Work instruction ->
Copy every line of the material below exactly.

Data ->
********
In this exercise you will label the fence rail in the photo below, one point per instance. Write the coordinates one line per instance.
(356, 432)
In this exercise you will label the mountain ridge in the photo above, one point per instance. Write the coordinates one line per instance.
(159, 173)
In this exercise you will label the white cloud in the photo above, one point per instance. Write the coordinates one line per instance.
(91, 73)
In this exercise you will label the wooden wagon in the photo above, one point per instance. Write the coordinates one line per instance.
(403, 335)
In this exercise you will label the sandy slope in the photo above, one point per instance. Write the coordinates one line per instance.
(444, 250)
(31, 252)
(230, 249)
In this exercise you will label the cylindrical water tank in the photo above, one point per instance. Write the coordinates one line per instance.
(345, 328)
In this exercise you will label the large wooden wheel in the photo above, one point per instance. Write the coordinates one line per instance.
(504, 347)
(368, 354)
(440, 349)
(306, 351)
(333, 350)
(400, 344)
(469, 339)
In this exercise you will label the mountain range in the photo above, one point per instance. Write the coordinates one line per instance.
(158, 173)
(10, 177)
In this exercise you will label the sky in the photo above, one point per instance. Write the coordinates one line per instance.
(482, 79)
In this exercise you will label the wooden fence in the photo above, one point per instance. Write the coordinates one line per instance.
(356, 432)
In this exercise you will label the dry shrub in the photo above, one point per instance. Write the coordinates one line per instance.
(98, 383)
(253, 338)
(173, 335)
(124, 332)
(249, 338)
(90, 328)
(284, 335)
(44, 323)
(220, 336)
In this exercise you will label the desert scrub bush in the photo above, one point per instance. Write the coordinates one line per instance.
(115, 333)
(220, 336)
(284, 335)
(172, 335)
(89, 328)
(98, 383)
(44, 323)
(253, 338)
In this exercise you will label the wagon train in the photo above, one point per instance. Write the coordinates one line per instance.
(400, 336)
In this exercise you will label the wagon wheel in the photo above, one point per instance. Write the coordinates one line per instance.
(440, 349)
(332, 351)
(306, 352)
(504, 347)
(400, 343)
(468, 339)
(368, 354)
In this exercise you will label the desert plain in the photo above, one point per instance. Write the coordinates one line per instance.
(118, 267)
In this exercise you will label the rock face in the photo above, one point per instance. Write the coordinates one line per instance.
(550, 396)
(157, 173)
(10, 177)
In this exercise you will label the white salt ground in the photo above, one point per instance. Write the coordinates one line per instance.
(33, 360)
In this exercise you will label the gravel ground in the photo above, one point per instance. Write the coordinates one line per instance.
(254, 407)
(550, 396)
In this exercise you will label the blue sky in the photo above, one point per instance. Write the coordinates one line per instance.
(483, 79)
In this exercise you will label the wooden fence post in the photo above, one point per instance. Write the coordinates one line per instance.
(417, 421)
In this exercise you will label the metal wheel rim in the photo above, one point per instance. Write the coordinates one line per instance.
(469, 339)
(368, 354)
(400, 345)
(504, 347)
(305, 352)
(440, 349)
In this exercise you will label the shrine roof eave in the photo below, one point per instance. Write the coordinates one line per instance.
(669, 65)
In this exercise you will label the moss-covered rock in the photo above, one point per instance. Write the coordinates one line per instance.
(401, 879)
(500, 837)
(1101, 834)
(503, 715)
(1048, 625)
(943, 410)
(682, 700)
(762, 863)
********
Solution to this exercise ->
In this exercise you will label the fence rail in the photo below, one point per instance. Write the coordinates one line per instance.
(356, 432)
In this exercise you will label the mountain ridge in the photo above, one point per instance. Write the coordinates one line per instance.
(159, 173)
In this exercise you will label the white cloud in the photo above, one point per instance. Write the coordinates one line per instance.
(91, 73)
In this exercise you will label the wooden wagon in the photo above, one point per instance. Write the coordinates one line per instance.
(403, 335)
In this exercise you will label the sandy slope in the photo above, one point per instance. Write the coordinates one line per instance.
(444, 250)
(31, 252)
(230, 249)
In this exercise you will label the cylindrical water tank in the photo above, one point per instance. Write the coordinates one line per instance.
(345, 328)
In this exercise you will label the large wooden wheel in the photo above, one point per instance. Write the coordinates one line per instance.
(504, 347)
(368, 354)
(440, 349)
(306, 351)
(333, 350)
(400, 344)
(469, 339)
In this exercise you will label the mountain range in the photo above, one point per instance. Write the coordinates one line per instance.
(158, 173)
(10, 177)
In this exercise you will label the sky in the photo above, one point per instance. Write the coordinates one line per instance.
(482, 79)
In this exercise you will label the wooden fence in the photo above, one point per instance. Write the coordinates one line per instance.
(356, 432)
In this exercise you will label the dry shrub in the photo above, one point per instance. Write the coordinates one line per instance.
(98, 383)
(253, 338)
(173, 335)
(124, 332)
(249, 338)
(90, 328)
(284, 335)
(44, 323)
(220, 336)
In this exercise you will label the desert scrub bush in the photo above, one point per instance. Write the coordinates one line per instance.
(115, 333)
(220, 336)
(284, 335)
(172, 335)
(89, 328)
(98, 383)
(44, 323)
(253, 338)
In this exercise you will label the wagon train in the photo above, one point per instance. Write the coordinates one line per instance.
(400, 336)
In this exercise you will label the wagon wheel in the photo above, one point per instance. Write the coordinates one line per instance.
(440, 349)
(332, 351)
(306, 352)
(504, 347)
(400, 343)
(468, 339)
(368, 354)
In this exercise you will label the desert plain in the photo above, one point per instance. Write the coordinates one line per instance.
(118, 267)
In this exercise you will label the rock face in the photo above, one point per instance. Write the coordinates one line per instance.
(550, 396)
(157, 173)
(10, 177)
In this exercise you will label the white salt ground in the photo above, one point per instance. Write the coordinates one line per instance.
(33, 360)
In this exercise you will label the gravel ground in the photo above, one point per instance. Write the coordinates one line per instance.
(254, 407)
(550, 396)
In this exercise you will label the blue sky in the photo above, one point per instance. Write the coordinates one line per instance.
(483, 79)
In this exercise you will label the wooden fence post in the photo above, one point per instance. Write the coordinates one line per instance.
(417, 421)
In this exercise you will label the metal wheel rim in the photo above, one point per instance. Write the coordinates one line per instance.
(469, 339)
(368, 354)
(400, 345)
(504, 347)
(305, 352)
(440, 349)
In this exercise you will label the shrine roof eave in the photo below, one point per instance. Write the coordinates one line per instance.
(669, 65)
In this exercise you will label the moss-covered rock in the photo above, one point per instance. Write the coordinates one line per instance.
(401, 879)
(500, 837)
(1101, 834)
(503, 715)
(1048, 625)
(943, 410)
(682, 700)
(762, 863)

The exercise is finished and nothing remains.